Object position labeling entries
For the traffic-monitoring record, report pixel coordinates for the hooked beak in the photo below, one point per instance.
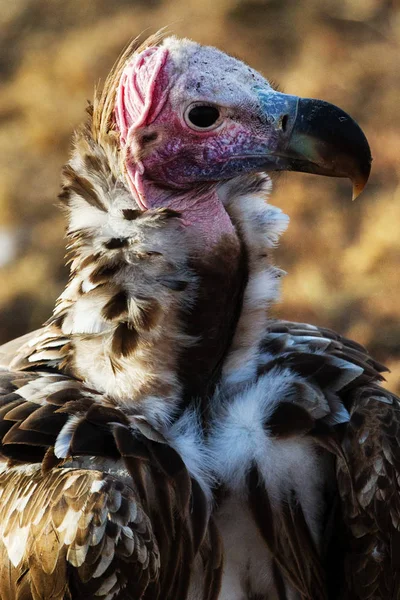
(314, 136)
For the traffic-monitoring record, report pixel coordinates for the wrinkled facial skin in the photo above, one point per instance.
(180, 155)
(172, 153)
(256, 128)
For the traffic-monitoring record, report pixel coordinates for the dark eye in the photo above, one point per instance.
(202, 116)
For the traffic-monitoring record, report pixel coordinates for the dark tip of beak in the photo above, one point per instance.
(332, 143)
(314, 136)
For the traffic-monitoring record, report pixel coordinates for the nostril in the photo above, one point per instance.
(149, 137)
(284, 122)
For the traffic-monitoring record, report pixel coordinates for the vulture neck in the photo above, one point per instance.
(151, 307)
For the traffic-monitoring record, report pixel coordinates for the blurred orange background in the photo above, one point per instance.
(342, 258)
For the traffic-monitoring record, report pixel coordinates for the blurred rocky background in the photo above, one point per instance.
(342, 258)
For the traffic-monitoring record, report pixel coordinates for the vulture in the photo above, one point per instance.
(162, 436)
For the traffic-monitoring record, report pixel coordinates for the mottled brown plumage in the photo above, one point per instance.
(161, 437)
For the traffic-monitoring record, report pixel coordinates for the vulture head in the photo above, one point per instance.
(190, 116)
(178, 134)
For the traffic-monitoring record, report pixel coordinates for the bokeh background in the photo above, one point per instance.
(342, 258)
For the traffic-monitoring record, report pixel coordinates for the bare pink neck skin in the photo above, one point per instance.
(141, 96)
(200, 209)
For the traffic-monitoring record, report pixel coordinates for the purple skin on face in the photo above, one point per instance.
(172, 162)
(168, 163)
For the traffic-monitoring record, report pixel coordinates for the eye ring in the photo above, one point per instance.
(203, 116)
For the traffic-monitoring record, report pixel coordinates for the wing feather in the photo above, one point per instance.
(83, 532)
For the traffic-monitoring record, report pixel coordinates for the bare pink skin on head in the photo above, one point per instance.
(142, 101)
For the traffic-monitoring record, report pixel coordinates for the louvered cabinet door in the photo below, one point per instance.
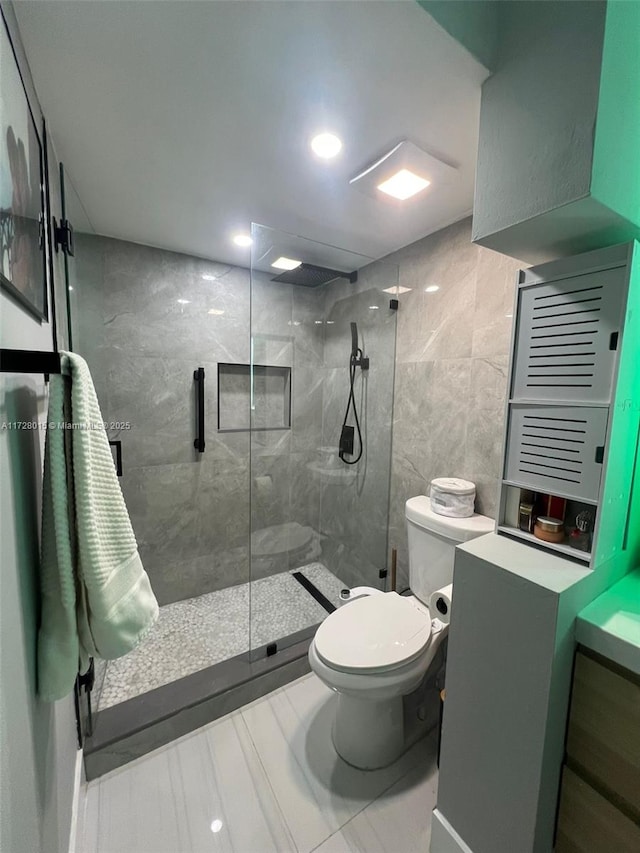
(557, 449)
(567, 337)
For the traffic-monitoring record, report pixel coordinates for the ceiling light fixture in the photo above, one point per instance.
(403, 185)
(283, 263)
(397, 289)
(405, 170)
(326, 145)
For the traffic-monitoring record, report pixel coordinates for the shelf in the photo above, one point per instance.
(556, 494)
(530, 401)
(560, 548)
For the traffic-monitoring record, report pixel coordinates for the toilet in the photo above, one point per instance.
(375, 650)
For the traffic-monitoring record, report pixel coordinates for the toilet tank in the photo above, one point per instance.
(432, 543)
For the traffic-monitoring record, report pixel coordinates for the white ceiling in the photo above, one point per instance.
(179, 123)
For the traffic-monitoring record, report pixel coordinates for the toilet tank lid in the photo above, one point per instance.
(418, 510)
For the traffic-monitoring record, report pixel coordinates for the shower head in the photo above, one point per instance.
(310, 275)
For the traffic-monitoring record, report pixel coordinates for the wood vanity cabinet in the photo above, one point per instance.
(599, 810)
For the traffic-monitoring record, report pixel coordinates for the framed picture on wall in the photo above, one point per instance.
(22, 216)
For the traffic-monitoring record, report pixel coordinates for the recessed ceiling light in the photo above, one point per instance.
(326, 145)
(397, 288)
(283, 263)
(403, 184)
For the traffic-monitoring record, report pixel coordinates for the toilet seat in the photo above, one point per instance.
(377, 633)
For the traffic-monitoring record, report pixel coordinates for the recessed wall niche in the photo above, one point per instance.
(253, 396)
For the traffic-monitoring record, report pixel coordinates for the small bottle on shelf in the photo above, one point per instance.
(580, 536)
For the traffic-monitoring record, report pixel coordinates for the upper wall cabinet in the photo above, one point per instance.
(568, 334)
(572, 442)
(558, 169)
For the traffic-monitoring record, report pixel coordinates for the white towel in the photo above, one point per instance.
(96, 596)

§ Objective
Please set down all of the items above again, word for word, with the pictures left out.

§ Correct output
For the traffic-monitoring record, report pixel coordinates for the hooked beak in the photo below, one point per instance.
(314, 136)
For the traffic-monitoring record, report pixel coordinates for the wrinkled facial skin in the photo above, one point per instance.
(180, 155)
(172, 153)
(256, 128)
For the traffic-monitoring record, report pixel coordinates for the dark eye in the photo above, one point per instance.
(202, 116)
For the traffic-monitoring record, report pixel coordinates for the dark tip of beak in the photo above, one point per instance.
(332, 143)
(314, 136)
For the traffic-monitoring record, report pixel coordinates for the nostril in the photo above, one point per instance.
(149, 137)
(284, 122)
For the traffic-monitoring record, report pixel coordinates for the vulture neck in the photo above, one point per instance.
(151, 307)
For the traffic-monitoring record, report pixel coordinates for the blurred orange background in the photo above, one point per instance.
(342, 258)
For the traffic-monitoring record, report pixel coordinates for the blurred rocky background in the photo above, one point per instance.
(342, 258)
For the traffic-monitoring record, report pixel coordinates for the vulture in the photo above, one point per instance.
(162, 436)
For the traffic-monitoring record, report pixel coordinates for the mottled brown plumage in the photo above, one point per instance.
(161, 437)
For the traffic-monitoring record, report pixel coordinates for the vulture head in the photo above, one point per instance.
(190, 116)
(178, 134)
For the traffic-monitoring record, report pixel coordinates for the bokeh background in the photo above, one point per instance.
(342, 258)
For the traffic-monitoring record, report pixel coordinates for the bare pink neck skin in the photo above, one point per instance.
(141, 96)
(200, 209)
For the traffic-monitoring record, report pixel coordinates for the purple skin on face in the photo above, one point per instance.
(172, 162)
(168, 163)
For the traffic-monitoring record, report pixel coordinates for the eye ring in the photo above, one point per instance.
(203, 116)
For the traffic-monitoring record, report pixel coordinates for the wing feather in the photo above, one point per instance.
(83, 532)
For the traffic-monitoring record, report pixel coordinates for the bare pink skin on head in the photo above, one point per instance.
(142, 101)
For the traffic-monitoring record, report pixel coordinates for the louvered cabinet door in the photo below, one point per instance.
(557, 449)
(567, 337)
For the traffic-monitoring record, report pixel coordinates for the ceiling light fixture in the photo above, one point per instance.
(403, 185)
(283, 263)
(397, 289)
(405, 170)
(326, 145)
For the traffic-monitoring record, report pixel coordinates for the shelf in the photo above, one point per instance.
(556, 494)
(530, 401)
(560, 548)
For the traffic-monitoring record, report pixel coordinates for the toilet in the photo above, one point per instance.
(375, 650)
For the traffic-monitoring record, report pixel coordinates for the toilet tank in the photo above, one point per instance.
(432, 543)
For the traffic-monitoring record, report pixel coordinates for the white ceiling in the photo above, one point per instance.
(179, 123)
For the traffic-monitoring record, report pixel coordinates for the toilet tank lid in the photo above, one point per instance.
(418, 510)
For the traffic-monitoring record, report pixel coordinates for the shower head in the photo above, one point per instance.
(310, 275)
For the traffic-monitoring record, report pixel coordinates for the wood vanity cabinet in the photo above, one point per instance.
(599, 810)
For the traffic-monitoring record, report pixel coordinates for the framed picture on wall in the photo above, one point per instance.
(22, 216)
For the traffic-monitoring record, report pixel coordinates for the recessed ceiling light in the photo above, one point per instance.
(326, 145)
(397, 288)
(283, 263)
(403, 184)
For the traffic-monitoring record, report pixel coordinates for the toilet seat in the photo above, one point per instance.
(377, 633)
For the traffic-monitoring record, report pixel coordinates for the recessed wall niche in the photo above, one point per instance.
(253, 396)
For the traffic-monitoring record, report pixel coordinates for the small bottle on shelf in the photo above, one point per instance.
(580, 536)
For the traffic-monitoring record, report pixel coordinates for the upper wall cabinet in the photo above, one point per instance.
(568, 334)
(572, 442)
(558, 169)
For the traffic-monitoring record, report pixel coordinates for the white towel in the photo above, one point per instance.
(96, 596)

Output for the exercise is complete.